*** Opening of Material provided ***

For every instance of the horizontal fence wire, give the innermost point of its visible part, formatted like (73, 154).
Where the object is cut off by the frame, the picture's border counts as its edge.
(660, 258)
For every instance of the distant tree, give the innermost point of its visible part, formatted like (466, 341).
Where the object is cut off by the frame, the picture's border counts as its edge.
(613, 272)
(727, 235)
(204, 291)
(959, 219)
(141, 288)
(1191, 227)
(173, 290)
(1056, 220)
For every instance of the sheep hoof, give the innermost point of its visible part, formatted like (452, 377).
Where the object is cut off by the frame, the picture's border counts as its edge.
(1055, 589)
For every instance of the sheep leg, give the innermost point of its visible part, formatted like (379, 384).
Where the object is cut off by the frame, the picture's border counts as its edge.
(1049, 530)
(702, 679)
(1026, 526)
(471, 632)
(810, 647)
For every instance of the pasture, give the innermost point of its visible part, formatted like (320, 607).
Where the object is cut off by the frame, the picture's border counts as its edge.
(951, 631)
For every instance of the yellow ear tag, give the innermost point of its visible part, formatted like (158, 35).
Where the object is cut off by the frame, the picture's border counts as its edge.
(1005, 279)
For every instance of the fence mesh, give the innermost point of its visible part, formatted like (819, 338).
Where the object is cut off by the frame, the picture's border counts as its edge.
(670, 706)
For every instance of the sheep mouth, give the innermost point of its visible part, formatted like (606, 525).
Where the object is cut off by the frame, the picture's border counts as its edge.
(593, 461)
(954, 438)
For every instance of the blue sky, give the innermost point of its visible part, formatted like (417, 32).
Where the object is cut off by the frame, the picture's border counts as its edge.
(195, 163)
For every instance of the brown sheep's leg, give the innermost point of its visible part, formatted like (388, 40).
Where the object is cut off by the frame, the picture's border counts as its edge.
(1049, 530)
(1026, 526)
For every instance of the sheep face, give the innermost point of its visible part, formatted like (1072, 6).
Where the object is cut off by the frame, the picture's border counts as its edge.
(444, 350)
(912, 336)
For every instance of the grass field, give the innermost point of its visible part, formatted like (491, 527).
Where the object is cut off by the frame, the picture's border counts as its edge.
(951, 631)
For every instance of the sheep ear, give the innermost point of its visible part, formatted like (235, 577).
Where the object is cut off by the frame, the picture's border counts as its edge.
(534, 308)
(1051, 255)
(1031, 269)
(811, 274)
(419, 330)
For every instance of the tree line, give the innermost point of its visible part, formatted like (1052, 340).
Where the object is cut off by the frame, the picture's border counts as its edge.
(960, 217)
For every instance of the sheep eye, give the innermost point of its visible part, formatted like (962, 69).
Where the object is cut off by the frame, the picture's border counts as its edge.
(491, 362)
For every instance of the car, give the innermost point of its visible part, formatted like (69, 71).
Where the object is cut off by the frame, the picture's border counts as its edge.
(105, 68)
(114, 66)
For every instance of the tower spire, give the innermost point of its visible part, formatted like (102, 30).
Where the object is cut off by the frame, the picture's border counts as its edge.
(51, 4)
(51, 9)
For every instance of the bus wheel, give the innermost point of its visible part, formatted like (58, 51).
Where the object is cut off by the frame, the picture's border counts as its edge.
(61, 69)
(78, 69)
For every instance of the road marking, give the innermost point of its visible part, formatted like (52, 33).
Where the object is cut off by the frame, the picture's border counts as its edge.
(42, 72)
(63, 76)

*** Close of Material provided ***

Exercise objective =
The answer must be the full listing, repeated word for word.

Finished exercise =
For every instance of the horizontal fence wire, give the innermost point of its visible part, formatted like (73, 154).
Where the object is cut off by the frame, the picture's border counts as its edge.
(660, 258)
For every instance of the distant tree, give the innermost point of its visible part, formatted like (466, 341).
Where the object is cut off by the frame, the picture's border counts as its edge.
(613, 272)
(727, 235)
(204, 291)
(959, 219)
(141, 288)
(1191, 227)
(173, 290)
(1056, 220)
For every instance of the sheep hoof, give the innermost point of its visible part, formatted like (452, 377).
Where the object is cut off by the frame, the picture's border counts as its edge.
(1055, 589)
For every instance of the sheep leg, give the innermost point of its visible part, formatted like (379, 384).
Where the object is cut off by the frame, the picture's border counts as its edge.
(1049, 530)
(702, 679)
(1026, 526)
(471, 632)
(810, 647)
For every instance of the pasture, give the innermost point of its visible part, formatted like (320, 607).
Where the object is cut off by the frame, the picture's border counts as its edge.
(951, 631)
For every instance of the yellow ear tag, give the innermost point of its visible part, formatted like (158, 35).
Where the object is cut off by the frame, the picture's border counts as its edge.
(1005, 279)
For every instance of the fence mesh, give the innermost point of its visible part, formatted like (819, 338).
Where the object is cut off by the frame, the picture's border counts as its edge.
(670, 706)
For every instance of the sheep mouth, give the innermost point of its visible part, formatted like (606, 525).
Where the object is cut off by the frame, the picture's border counts as its edge.
(593, 461)
(954, 438)
For every instance of the blue sky, give the innermost point of its visible part, formatted like (417, 32).
Where the object is cut off by the frame, the picture's border counts as its edge.
(195, 163)
For every instance of the brown sheep's leg, give the innermost point of its visible part, formatted like (388, 40).
Where the object is cut off by the frame, the picture's border counts as its edge.
(1049, 530)
(1026, 526)
For every instance of the sheep face, give the innermost point of its visible part, formatted like (1072, 6).
Where the object is cut off by the frame, the picture's border counts as its edge.
(444, 350)
(912, 336)
For every instance of the grass field, give the innermost point of its visible part, formatted like (491, 527).
Where the object is cut off by the frame, the picture's border counts as its edge.
(951, 631)
For every instance of the sheep ear, give the innermost point of its visible part, formatted like (235, 577).
Where the object is cut off by the frame, the picture's border counts as its edge.
(534, 308)
(1051, 255)
(1031, 269)
(811, 274)
(419, 330)
For every instance of the tree line, give the innermost point of its visible part, formatted like (1052, 340).
Where the object is cut off by the frame, the picture's border counts as its edge.
(960, 217)
For every instance of the sheep eye, give the innermost point of its visible part, formatted like (962, 69).
Where the object is cut off by the frame, the picture's border counts as its edge.
(491, 362)
For every instance of the car, give the innermost point of its visible part, formatted like (69, 71).
Where the object is cut off by the frame, the picture's border counts as its edge.
(105, 68)
(114, 66)
For every instance of the tower spire, give the innermost point of its visible part, formatted like (102, 30).
Where the object is cut off by the frame, the picture's border counts as its edge.
(51, 4)
(51, 9)
For every instance of the bus wheel, give the innermost point of its visible part, formatted like (58, 51).
Where the object is cut off by the frame, the picture's border counts as its edge.
(61, 69)
(78, 69)
For every instance of the road marking, give the innermost point of its visible part, formatted like (52, 33).
Where the object is cut off by the frame, the picture's border counts as its edge.
(42, 72)
(63, 76)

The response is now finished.